● **Task**
Rewrite the items below, swapping each occurrence of "Found at" for "Located at" and leaving everything else untouched.

[Start]

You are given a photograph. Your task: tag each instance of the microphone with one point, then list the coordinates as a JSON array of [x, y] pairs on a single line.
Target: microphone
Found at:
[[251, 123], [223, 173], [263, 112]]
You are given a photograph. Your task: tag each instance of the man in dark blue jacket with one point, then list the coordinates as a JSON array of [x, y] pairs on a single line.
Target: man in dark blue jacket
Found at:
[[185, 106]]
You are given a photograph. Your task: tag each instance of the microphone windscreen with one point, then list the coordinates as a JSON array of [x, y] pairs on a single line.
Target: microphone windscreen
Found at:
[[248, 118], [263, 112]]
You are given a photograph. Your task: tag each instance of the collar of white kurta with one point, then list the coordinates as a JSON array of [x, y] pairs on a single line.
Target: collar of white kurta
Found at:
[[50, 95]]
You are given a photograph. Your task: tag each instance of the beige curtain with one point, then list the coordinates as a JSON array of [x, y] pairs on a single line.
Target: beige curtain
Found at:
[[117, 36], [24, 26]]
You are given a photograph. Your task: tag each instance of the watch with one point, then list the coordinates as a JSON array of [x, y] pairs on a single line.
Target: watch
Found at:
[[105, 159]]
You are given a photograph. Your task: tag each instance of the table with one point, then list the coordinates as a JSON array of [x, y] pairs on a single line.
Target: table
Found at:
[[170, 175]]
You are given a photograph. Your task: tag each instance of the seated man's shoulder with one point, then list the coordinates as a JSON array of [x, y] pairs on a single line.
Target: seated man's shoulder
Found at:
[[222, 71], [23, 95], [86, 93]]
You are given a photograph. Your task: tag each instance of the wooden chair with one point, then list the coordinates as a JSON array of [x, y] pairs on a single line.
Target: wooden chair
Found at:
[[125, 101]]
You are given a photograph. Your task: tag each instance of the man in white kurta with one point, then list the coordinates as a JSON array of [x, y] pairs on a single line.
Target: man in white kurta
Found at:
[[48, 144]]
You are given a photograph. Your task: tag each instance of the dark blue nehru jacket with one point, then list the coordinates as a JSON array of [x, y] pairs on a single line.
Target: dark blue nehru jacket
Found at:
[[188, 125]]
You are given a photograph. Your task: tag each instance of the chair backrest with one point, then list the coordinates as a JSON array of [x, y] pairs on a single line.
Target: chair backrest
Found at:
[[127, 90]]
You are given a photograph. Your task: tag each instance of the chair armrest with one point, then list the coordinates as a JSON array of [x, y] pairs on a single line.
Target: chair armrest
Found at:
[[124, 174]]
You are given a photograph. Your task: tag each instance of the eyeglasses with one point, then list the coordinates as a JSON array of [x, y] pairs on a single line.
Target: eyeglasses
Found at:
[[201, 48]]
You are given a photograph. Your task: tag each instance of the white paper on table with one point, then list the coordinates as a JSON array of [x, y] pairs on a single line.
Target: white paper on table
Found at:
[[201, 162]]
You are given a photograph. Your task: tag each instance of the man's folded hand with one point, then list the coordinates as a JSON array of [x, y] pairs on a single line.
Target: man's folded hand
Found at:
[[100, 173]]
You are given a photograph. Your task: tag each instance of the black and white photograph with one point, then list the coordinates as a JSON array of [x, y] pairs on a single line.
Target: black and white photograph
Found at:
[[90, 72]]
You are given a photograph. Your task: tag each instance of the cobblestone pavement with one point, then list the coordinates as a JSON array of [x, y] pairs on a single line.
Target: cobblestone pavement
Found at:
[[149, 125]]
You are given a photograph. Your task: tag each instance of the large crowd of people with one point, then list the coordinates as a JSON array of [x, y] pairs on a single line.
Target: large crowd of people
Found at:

[End]

● **Task answer**
You are given a photograph. Your task: tag each instance of the microphone with one point, then list the coordinates as a JSON array of [x, y] pairs on a single line.
Target: microphone
Located at:
[[251, 123], [223, 173], [263, 112]]
You are given a photograph. Your task: tag each instance of the man in dark blue jacket with one point, then list the coordinates as a JSON array of [x, y] pairs on a single line.
Target: man in dark blue jacket
Located at:
[[185, 106]]
You are given a photograph. Your task: tag each instance of the microphone windscreen with one point, then list the coordinates as a JSON array of [x, y] pairs on a single line.
Target: microphone windscreen
Located at:
[[248, 118], [263, 112]]
You are given a photograph. Your task: tag each instance of the collar of white kurta with one point, then list the coordinates as a JSON array of [x, y] pairs on a single line.
Target: collar of white kurta
Located at:
[[50, 95]]
You are given a photograph. Your task: tag each instance of the beige curtain with one point, then list the coordinates as a JSON array of [x, y] pairs on a single line.
Target: beige curtain
Located at:
[[117, 36], [24, 26]]
You are given a photograph. Your task: tag each instance of the watch with one point, then list the coordinates as a JSON array of [x, y] pairs on a single line.
Target: watch
Located at:
[[105, 159]]
You are given a photograph. Your task: tag each instance of the table with one point, then list the coordinates as a JSON array of [x, y] pairs on a single line.
Target: table
Located at:
[[170, 175]]
You are given a photograph. Your task: tag each instance of the seated man's shoulder with one point, then list the coordinates as a JSON array of [x, y] pairs on a single line.
Target: seated man's shoulder
Located at:
[[222, 71], [23, 95], [86, 93]]
You are given a photograph. Your task: tag each instance of the wooden chair with one point, then list the coordinates as a JSON array of [x, y] pairs on a single line.
Target: wooden chair
Located at:
[[125, 101]]
You are given a photograph. Your task: tag each instance of the man in white kurta with one point, then list the coordinates as a JSON array of [x, y] pairs on a single line.
Target: man in white kurta
Located at:
[[48, 144]]
You are given a photograph. Your task: tag each instance of the dark blue nehru jacket with one point, then list the coordinates as a JSON array of [x, y] pairs on a single line.
Target: dark blue nehru jacket
Located at:
[[188, 125]]
You are given a photograph. Your task: tag each instance of the chair backrest with one point, then list the coordinates as a JSON array of [x, y] pairs on a single line.
Target: chair backrest
Located at:
[[127, 90]]
You are given a photograph. Your task: tag each instance of the chair armrest with one point, then list the coordinates as a JSON array of [x, y] pairs on a single line.
Target: chair armrest
Located at:
[[124, 174]]
You are given a photograph. Your task: tag each instance of the eyeglasses with one point, then list the coordinates as a JSON array of [x, y] pairs on a single line.
Target: eyeglasses
Located at:
[[201, 48]]
You are given a photograph. Your task: tag each instance of the white paper on table with one point, then list the coordinates as a JSON array of [x, y] pairs on a single line.
Target: white paper on table
Located at:
[[201, 162]]
You are given a photograph. Your task: tag each instance of the man's folded hand with one point, then list the coordinates as a JSON array of [x, y] pairs on a single line.
Target: man's folded hand
Located at:
[[100, 173]]
You are given a photograph. Your task: tag each instance of the black and white photograph with one point, then list the coordinates as a JSON array of [x, y] pairs on a single line.
Target: black and white photograph
Located at:
[[90, 72]]
You are given a photograph. Your task: tag each instance of the cobblestone pavement with one point, then list the coordinates as a JSON array of [x, y] pairs on a single line.
Target: cobblestone pavement
Located at:
[[149, 125]]
You are given a photograph. Your task: tag each instance of the large crowd of people with one point, then list the coordinates as a JSON array of [x, y] pairs on a single line.
Target: large crowd of people
Located at:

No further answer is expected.